Data START

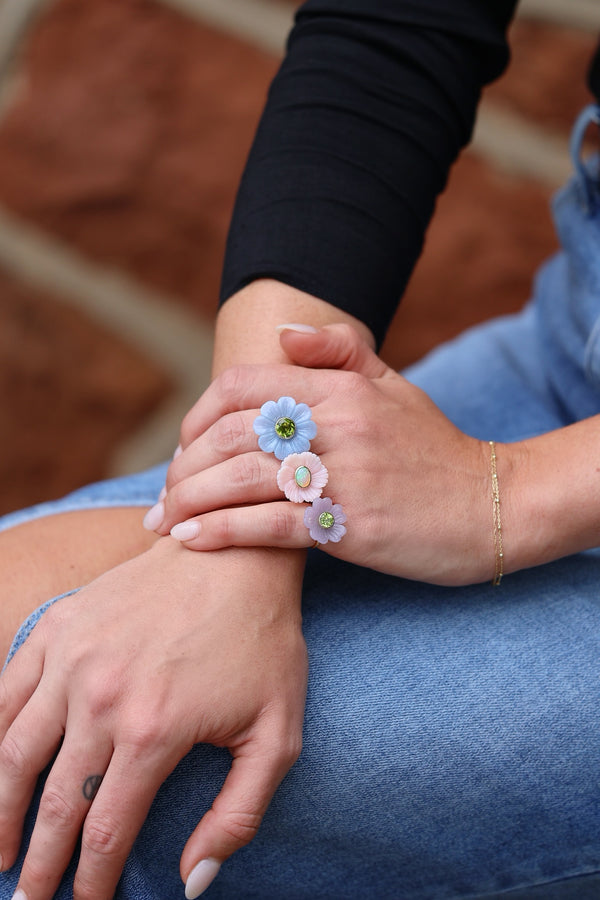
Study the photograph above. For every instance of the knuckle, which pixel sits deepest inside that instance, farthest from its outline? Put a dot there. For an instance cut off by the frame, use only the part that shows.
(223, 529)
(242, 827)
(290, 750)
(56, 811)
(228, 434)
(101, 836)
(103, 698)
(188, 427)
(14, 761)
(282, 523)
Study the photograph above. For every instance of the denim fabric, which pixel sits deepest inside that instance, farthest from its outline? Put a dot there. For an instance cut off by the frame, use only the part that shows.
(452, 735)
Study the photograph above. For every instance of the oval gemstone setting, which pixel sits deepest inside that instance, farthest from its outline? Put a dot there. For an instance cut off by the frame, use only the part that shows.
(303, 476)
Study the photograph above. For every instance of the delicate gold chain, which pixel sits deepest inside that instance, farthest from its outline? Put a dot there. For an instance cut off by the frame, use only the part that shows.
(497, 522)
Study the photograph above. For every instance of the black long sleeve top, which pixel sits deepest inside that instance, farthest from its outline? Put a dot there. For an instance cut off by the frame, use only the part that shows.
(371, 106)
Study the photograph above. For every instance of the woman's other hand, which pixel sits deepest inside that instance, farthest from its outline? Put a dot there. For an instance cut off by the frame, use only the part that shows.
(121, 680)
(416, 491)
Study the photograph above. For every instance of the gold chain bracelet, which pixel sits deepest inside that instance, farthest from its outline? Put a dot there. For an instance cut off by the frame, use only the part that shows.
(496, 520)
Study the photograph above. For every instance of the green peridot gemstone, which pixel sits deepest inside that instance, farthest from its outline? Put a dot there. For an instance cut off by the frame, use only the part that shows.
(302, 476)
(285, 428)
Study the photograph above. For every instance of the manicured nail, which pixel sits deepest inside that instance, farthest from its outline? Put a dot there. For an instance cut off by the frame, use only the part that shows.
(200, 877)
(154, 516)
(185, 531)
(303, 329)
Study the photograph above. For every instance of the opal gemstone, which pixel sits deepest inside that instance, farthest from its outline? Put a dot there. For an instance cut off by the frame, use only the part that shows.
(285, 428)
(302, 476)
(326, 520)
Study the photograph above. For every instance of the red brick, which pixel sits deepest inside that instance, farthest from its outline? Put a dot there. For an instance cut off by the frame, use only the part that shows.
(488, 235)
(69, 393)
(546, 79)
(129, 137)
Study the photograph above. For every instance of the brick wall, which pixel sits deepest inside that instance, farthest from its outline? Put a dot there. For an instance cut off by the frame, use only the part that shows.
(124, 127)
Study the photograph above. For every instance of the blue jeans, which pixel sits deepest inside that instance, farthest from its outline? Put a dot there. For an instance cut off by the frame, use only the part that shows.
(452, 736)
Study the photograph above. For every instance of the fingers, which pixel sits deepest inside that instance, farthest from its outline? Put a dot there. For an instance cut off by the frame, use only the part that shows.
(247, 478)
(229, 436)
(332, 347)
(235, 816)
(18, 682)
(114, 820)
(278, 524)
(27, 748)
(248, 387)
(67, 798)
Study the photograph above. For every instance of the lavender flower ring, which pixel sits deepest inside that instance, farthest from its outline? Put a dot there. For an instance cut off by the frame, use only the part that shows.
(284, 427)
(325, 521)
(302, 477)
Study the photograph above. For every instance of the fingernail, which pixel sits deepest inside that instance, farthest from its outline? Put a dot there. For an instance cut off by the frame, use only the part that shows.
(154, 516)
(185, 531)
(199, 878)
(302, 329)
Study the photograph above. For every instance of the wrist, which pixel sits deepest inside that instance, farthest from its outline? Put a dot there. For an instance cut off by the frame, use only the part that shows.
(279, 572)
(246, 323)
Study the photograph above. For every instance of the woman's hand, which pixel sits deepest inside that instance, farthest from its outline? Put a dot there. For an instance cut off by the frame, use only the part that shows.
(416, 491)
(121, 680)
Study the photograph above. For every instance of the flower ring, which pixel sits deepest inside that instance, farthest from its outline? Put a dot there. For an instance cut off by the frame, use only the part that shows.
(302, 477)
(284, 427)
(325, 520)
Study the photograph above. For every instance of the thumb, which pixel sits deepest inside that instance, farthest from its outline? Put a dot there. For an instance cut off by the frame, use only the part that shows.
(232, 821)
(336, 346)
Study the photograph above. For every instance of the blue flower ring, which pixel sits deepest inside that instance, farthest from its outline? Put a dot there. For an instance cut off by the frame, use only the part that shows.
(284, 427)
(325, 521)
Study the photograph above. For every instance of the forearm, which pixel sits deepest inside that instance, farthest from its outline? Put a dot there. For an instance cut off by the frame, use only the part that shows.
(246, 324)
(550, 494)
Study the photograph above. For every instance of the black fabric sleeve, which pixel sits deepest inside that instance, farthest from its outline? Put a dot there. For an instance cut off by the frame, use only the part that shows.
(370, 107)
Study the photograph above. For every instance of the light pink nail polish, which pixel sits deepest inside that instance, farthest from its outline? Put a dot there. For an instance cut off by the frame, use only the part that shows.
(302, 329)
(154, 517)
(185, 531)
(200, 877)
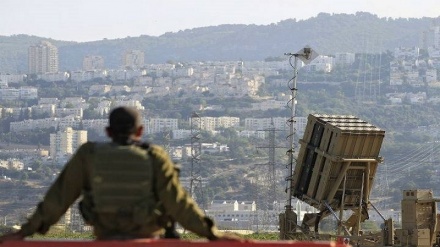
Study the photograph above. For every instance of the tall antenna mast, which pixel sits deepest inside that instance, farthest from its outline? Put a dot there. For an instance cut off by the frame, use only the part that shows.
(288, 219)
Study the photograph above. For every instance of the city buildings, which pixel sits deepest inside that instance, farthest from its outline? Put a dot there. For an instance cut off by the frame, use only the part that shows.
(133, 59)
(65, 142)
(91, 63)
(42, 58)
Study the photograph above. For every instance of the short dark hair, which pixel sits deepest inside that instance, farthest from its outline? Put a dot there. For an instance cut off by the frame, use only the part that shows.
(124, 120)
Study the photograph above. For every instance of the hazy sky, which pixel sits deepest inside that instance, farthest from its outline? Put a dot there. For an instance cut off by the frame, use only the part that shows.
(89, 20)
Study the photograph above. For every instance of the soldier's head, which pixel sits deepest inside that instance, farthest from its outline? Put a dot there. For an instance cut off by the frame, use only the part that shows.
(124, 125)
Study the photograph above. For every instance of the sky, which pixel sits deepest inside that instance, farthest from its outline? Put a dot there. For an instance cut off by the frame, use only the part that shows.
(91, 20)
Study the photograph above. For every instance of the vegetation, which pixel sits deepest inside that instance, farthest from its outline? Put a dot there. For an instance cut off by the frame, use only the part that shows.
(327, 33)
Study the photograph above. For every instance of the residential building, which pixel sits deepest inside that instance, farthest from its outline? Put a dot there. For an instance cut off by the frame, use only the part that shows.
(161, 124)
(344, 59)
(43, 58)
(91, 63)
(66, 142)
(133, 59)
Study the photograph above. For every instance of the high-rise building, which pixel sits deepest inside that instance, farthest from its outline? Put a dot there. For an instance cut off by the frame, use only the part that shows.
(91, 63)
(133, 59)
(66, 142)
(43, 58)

Data END
Data START

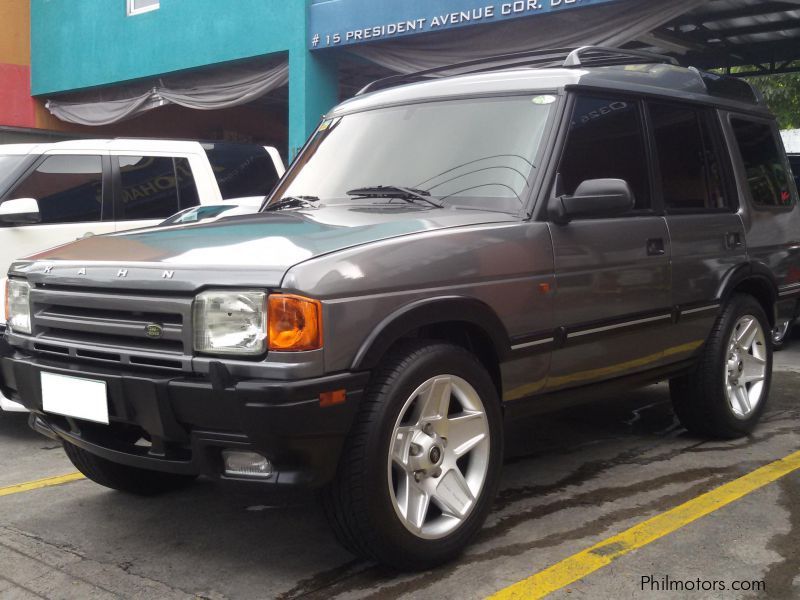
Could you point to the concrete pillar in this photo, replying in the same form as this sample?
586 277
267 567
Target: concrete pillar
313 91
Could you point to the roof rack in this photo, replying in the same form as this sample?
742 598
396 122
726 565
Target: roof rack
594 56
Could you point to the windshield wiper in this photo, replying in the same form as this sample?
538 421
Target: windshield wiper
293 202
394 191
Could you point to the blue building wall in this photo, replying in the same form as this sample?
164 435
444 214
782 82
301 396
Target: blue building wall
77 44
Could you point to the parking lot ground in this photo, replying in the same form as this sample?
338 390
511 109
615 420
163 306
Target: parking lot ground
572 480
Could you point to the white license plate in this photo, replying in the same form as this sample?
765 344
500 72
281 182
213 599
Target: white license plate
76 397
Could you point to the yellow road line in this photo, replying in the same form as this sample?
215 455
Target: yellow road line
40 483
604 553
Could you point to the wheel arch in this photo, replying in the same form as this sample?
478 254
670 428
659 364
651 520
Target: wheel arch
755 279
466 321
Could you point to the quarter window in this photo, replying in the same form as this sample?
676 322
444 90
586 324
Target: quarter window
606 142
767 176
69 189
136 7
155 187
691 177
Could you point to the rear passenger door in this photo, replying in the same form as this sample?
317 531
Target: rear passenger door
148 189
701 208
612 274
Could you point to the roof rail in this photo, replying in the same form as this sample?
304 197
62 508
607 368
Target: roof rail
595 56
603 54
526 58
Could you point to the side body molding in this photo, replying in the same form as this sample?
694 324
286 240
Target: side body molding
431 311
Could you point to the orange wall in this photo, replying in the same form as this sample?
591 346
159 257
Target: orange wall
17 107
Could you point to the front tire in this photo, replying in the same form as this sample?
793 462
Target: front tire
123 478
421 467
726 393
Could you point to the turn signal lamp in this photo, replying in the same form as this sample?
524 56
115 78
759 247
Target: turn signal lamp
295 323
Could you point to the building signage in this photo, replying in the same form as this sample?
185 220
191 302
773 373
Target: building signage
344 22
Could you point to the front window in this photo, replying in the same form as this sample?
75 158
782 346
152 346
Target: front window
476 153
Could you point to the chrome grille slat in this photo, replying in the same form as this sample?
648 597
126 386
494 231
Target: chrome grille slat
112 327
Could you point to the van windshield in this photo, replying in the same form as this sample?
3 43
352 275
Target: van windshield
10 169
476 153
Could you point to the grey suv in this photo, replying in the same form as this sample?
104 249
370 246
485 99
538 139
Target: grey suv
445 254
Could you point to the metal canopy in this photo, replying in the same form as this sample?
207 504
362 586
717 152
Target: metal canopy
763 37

Data END
Data START

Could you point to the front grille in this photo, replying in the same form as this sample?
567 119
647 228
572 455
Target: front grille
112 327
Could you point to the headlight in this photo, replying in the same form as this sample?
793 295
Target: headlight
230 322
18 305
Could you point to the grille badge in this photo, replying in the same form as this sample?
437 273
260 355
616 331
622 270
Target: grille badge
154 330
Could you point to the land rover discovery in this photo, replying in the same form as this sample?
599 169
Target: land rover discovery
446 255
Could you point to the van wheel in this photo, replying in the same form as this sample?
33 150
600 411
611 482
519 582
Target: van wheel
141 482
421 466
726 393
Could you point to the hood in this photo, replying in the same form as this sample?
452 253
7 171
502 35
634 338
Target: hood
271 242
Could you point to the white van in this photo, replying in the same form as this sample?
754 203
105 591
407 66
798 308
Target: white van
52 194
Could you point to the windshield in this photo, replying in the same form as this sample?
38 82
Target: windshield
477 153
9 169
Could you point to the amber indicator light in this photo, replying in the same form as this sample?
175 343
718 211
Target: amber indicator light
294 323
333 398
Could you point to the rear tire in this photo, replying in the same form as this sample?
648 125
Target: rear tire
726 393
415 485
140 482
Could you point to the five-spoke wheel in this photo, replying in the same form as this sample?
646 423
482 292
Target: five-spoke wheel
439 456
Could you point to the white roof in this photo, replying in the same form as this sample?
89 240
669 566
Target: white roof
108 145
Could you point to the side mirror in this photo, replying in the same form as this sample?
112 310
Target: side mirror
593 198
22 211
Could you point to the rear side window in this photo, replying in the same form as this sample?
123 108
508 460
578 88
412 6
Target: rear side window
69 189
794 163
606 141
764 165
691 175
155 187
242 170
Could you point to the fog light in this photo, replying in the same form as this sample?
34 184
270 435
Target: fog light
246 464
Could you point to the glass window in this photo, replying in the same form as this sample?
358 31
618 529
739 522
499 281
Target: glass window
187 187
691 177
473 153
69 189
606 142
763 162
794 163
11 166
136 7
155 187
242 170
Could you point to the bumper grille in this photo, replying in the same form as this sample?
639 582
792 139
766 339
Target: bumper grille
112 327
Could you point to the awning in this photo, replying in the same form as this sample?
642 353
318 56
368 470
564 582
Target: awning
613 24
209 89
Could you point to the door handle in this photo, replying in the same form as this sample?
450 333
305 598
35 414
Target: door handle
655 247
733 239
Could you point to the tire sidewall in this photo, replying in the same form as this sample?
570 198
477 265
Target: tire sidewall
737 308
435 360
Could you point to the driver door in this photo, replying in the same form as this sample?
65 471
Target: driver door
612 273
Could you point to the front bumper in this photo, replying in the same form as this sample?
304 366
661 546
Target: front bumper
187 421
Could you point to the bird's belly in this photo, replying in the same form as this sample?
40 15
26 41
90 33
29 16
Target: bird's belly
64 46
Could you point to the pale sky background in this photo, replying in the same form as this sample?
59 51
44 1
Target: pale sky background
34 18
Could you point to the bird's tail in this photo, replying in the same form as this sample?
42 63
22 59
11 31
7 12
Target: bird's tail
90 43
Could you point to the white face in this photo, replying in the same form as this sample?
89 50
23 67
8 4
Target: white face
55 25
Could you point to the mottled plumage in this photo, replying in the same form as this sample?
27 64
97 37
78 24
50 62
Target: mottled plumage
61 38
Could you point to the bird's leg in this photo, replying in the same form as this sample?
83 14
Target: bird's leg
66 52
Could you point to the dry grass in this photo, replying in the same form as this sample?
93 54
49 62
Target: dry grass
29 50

Data END

→ Exercise aim
An exact copy of the lines above between the line holding "Target: white roof" and the line holding "Could you point to the bird's belly", inclusive, is the whole answer.

→ Output for this exercise
Target: white roof
108 145
Could you point to the side mirror in this photo, replying in the same form as this sample?
112 310
Target: side mirror
593 198
22 211
Could you point to the rear side window in this photo, replying in the same form as this sample?
123 108
508 460
578 88
412 6
Target: rear side window
69 189
794 163
606 141
764 165
691 175
155 187
242 170
Could you point to the fog light in this photo, replying in the same form as this sample?
34 184
270 435
Target: fog light
246 464
Could you point to the glass window in this photo, replying in the same form as this sample?
358 31
618 529
739 522
499 281
Target: glass window
187 187
691 177
473 153
69 189
606 142
763 162
794 163
11 166
136 7
155 187
242 170
Could you point to the bumper grille in this photo, replying in the same form as this sample?
639 582
792 139
766 339
Target: bumper grille
112 327
Could you point to the awning in this photo, replying in the same form as this sample?
642 353
318 56
368 470
564 582
Target: awning
613 24
209 89
Could you point to the door handle in this photo, replying in the same form as this sample?
450 333
305 598
35 414
Target: door handle
655 247
733 239
Could you point to the tire sidewall in this photo, replying in the same form as this sample?
570 198
477 265
Target: tire sidewall
737 308
435 360
Could you point to the driver door in this photo, replying in the same form as this sample?
65 471
Target: driver door
612 273
Could you point to the front bumper in this photo, replying in the same form as this sample?
304 366
661 546
Target: front bumper
187 421
Could you point to the bird's belly in this photo, replying in the same form as this sample?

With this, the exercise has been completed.